In PyMol, compare the structures before and after perturbation. Do you find anything weird? Yes, the C-terminus changes much more than the N-terminus. This is called the lever effect in backbone sampling. The change at a residue will propagate to all its downstream residues. Because of the lever-arm effect, backbone perturbations are not local and bad contacts can be easily introduced.

The ShearMover deals with the lever effect. Instead of independently sampling backbone torsions, it changes torsions of two consecutive residues together in a way that the downstream lever effect is reduced. Let's import a fresh pose, initialize a ShearMover and let it introduce 100 perturbations.

In [14]:
pose = pyrosetta.rosetta.core.import_pose.pose_from_file('/content/google_drive/MyDrive/codeschool2023/2wpt.pdb')
shear_mover = pyrosetta.rosetta.protocols.simple_moves.ShearMover()
shear_mover.nmoves(100)
shear_mover.apply(pose)

# now dump this new pose to a PDB file and once again visualize in PyMOL (take a screenshot to submit)
# name it 2wpt_shear.pdb
pose.dump_pdb("shearmoveroutput_file.pdb")



core.import_pose.import_pose: File '/content/google_drive/MyDrive/codeschool2023/2wpt.pdb' automatically determined to be of type PDB


True

Now you should see that the lever-arm effect is reduced, but not completely gone.

▬▬▬

**Direction 1:**
In the ShearMover tutorial, why are the backbone changes not local?
**Direction 2:**
Duplicate the part of the ShearMover tutorial between "The ShearMover deals" and "screenshot to submit)", inclusive.

**Entries supplied:**
▬▬▬

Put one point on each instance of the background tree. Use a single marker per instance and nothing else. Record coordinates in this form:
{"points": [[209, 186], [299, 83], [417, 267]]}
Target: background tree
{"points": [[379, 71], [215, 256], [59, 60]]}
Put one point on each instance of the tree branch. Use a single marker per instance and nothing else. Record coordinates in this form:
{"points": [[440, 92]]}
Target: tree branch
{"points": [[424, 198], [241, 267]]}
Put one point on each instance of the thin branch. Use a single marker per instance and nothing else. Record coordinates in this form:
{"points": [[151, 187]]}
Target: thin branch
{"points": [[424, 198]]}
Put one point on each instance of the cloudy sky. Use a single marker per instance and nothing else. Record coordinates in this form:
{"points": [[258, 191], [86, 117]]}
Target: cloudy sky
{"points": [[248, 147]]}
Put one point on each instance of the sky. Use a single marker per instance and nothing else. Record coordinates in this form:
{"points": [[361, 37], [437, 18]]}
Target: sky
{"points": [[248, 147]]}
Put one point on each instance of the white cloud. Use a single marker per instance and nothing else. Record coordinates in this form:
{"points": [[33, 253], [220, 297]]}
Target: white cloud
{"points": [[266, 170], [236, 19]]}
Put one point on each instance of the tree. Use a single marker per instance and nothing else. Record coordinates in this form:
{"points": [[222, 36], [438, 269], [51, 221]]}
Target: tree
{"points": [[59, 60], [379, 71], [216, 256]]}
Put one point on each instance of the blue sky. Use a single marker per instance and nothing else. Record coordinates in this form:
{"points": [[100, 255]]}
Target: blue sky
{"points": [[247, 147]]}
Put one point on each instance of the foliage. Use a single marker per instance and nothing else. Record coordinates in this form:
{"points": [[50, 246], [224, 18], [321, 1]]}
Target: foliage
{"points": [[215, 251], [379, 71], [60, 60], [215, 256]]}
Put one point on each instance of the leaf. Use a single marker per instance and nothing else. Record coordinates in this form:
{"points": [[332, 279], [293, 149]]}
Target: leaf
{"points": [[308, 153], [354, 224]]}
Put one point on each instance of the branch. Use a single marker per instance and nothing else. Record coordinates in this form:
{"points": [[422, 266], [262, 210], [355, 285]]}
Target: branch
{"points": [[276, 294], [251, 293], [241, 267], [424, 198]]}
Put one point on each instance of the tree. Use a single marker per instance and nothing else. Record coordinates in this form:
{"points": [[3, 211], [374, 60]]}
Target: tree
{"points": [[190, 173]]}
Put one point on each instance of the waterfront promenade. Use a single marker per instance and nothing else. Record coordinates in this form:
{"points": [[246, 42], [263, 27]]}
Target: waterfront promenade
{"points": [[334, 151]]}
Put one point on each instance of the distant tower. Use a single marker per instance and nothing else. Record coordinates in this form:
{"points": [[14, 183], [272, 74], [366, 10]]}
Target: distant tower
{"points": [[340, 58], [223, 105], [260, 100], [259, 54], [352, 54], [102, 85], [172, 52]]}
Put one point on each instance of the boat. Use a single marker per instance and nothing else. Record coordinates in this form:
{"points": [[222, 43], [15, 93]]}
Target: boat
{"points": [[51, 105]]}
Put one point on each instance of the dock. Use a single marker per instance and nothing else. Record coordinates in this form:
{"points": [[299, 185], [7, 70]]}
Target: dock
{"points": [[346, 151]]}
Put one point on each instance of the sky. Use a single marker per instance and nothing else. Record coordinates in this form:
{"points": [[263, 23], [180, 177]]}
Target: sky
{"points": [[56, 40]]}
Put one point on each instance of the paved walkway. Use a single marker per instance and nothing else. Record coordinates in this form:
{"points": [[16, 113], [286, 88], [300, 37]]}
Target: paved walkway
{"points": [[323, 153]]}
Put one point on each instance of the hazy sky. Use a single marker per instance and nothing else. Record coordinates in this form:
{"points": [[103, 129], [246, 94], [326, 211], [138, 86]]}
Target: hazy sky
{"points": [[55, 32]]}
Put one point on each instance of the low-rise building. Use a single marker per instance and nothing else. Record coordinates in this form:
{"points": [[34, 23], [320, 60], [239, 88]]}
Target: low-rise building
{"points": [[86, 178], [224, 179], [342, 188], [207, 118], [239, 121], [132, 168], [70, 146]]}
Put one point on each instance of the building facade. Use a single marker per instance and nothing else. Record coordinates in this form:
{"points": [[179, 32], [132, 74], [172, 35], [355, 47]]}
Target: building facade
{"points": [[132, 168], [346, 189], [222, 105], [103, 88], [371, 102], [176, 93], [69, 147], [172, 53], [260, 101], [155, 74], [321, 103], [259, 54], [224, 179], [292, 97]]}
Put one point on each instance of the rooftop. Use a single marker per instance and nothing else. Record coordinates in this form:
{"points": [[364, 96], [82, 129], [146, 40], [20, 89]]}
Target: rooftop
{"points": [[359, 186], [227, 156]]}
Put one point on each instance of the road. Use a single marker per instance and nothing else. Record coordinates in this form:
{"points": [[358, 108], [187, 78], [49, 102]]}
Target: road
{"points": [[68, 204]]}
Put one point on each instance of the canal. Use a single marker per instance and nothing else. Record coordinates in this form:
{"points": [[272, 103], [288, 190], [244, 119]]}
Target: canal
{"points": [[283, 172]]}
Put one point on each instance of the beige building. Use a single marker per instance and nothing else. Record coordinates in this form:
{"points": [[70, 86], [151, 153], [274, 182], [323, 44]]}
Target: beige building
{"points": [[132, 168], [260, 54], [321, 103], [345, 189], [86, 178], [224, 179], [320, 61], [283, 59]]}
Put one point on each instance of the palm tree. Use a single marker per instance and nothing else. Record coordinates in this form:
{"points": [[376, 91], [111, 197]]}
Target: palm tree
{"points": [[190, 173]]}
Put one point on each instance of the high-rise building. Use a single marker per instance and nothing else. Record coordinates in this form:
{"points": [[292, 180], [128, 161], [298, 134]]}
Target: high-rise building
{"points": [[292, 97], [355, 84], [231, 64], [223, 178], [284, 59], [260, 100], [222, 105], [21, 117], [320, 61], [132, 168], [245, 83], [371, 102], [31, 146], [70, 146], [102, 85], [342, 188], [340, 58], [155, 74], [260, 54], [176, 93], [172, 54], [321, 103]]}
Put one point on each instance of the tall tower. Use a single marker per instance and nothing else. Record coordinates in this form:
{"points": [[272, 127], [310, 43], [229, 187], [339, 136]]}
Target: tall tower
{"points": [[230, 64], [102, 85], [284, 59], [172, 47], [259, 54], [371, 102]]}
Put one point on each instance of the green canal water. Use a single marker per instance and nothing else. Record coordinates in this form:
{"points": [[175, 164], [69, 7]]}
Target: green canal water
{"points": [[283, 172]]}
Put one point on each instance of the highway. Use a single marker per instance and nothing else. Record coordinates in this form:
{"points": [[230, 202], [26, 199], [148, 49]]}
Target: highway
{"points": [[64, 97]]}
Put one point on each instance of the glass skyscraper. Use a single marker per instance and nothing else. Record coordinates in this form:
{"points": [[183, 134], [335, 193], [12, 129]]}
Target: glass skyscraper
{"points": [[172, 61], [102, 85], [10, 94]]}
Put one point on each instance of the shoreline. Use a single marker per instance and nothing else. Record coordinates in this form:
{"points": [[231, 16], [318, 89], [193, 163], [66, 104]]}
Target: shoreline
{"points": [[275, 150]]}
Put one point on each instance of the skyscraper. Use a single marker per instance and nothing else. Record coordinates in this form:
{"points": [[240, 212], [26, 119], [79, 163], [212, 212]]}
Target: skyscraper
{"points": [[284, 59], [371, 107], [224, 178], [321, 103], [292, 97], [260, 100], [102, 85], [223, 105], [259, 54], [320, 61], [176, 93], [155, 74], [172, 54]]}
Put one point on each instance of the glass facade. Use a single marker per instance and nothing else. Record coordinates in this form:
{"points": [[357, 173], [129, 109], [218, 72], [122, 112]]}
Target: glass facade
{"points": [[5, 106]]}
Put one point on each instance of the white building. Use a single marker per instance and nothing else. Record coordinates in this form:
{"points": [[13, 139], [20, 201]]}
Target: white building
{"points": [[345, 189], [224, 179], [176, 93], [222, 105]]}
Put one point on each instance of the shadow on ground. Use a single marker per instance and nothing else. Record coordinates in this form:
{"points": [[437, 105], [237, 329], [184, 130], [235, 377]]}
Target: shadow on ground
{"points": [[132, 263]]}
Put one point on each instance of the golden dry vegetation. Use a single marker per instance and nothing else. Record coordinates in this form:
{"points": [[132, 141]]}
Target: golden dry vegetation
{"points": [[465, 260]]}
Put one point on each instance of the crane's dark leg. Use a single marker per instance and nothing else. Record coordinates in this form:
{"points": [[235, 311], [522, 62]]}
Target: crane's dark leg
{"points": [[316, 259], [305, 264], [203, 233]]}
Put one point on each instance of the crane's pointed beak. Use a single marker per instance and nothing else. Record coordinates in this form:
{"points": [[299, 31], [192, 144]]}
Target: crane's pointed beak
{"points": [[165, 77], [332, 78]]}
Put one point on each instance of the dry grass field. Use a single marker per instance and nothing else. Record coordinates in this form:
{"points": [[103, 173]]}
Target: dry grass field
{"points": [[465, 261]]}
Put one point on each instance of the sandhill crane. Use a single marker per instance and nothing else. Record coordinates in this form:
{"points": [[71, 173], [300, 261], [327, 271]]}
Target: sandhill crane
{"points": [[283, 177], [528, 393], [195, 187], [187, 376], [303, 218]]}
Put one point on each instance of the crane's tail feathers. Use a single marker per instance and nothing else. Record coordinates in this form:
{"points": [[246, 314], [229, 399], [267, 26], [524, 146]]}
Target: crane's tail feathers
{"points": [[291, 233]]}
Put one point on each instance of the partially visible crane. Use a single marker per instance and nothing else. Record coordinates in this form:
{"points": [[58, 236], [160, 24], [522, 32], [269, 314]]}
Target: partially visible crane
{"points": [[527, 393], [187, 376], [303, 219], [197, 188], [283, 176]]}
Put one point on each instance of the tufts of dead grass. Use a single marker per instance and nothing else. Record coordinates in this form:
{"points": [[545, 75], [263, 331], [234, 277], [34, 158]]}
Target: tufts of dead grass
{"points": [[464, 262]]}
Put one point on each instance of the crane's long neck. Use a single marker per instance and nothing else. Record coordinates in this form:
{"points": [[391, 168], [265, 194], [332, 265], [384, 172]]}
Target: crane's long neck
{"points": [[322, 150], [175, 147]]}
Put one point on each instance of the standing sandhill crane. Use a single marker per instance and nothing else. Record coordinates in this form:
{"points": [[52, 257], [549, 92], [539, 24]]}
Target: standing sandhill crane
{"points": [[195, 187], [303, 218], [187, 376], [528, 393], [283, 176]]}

▬▬▬

**Task response 1:**
Because of the lever-arm effect, a change at one residue carries over to all of the residues downstream of it. As a result, bad contacts can easily be introduced.

**Task response 2:**
The ShearMover deals with the lever effect. Instead of independently sampling backbone torsions, it changes torsions of two consecutive residues together in a way that the downstream lever effect is reduced. Let's import a fresh pose, initialize a ShearMover and let it introduce 100 perturbations.

In [14]:
pose = pyrosetta.rosetta.core.import_pose.pose_from_file('/content/google_drive/MyDrive/codeschool2023/2wpt.pdb')
shear_mover = pyrosetta.rosetta.protocols.simple_moves.ShearMover()
shear_mover.nmoves(100)
shear_mover.apply(pose)

# now dump this new pose to a PDB file and once again visualize in PyMOL (take a screenshot to submit)